[EXERCISE DESCRIPTION]: If a line of the records holds the word "green", copy it out.

ENTRIES SUPPLIED: Begin

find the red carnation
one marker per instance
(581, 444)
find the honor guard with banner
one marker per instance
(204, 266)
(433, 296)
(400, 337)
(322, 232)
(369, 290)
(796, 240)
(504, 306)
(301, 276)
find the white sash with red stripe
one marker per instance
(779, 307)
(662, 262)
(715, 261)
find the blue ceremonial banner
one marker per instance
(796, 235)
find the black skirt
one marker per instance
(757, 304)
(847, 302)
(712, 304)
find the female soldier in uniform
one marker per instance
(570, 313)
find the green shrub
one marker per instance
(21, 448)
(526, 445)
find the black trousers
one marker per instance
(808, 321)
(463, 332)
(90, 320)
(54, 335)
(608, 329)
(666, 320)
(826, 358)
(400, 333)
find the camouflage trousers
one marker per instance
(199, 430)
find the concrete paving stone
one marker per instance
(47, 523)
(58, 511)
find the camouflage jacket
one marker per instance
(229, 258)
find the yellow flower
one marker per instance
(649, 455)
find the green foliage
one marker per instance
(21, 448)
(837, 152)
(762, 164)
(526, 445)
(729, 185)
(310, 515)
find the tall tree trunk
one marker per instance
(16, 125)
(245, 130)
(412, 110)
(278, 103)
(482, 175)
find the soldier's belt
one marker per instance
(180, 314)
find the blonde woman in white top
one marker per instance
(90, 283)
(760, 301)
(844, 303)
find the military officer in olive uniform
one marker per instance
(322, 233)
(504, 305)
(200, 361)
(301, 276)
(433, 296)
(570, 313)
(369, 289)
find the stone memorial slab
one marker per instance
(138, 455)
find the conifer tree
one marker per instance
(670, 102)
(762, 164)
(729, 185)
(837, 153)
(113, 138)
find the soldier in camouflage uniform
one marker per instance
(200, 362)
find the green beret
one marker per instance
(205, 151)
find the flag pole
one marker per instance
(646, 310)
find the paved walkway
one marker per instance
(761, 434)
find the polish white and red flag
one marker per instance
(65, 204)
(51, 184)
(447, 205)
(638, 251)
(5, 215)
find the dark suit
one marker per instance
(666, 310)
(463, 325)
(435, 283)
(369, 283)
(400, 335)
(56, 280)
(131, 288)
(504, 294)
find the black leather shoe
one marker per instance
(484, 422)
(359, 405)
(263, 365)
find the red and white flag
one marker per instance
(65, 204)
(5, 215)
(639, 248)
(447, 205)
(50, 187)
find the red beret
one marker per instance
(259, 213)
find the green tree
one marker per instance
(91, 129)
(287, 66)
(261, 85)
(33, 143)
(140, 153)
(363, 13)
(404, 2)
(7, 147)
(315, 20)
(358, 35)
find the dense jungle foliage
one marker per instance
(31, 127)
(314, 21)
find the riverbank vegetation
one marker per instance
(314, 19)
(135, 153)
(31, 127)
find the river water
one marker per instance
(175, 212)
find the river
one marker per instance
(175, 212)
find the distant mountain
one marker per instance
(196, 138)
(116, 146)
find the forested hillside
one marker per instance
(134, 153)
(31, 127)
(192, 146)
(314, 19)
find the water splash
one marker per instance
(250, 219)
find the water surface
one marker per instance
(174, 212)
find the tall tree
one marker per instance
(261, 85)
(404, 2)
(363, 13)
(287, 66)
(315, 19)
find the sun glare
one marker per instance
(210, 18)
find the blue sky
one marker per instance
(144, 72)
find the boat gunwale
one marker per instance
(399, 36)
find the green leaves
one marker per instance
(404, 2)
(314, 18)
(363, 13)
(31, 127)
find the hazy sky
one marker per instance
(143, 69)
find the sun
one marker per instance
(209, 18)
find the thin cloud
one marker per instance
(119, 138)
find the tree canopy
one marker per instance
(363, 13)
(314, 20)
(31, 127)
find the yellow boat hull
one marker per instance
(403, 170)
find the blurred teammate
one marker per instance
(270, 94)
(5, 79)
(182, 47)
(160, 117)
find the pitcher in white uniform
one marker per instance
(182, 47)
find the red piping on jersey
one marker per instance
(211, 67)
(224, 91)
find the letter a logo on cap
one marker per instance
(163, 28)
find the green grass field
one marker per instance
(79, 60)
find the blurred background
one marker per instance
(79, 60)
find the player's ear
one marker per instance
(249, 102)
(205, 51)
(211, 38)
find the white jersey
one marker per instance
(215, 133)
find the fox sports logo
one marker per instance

ENTRIES SUPPLIED: End

[WRITTEN ANSWER]:
find the green shrub
find the green foliage
find the green beret
find the green tree
find the green leaves
find the green grass field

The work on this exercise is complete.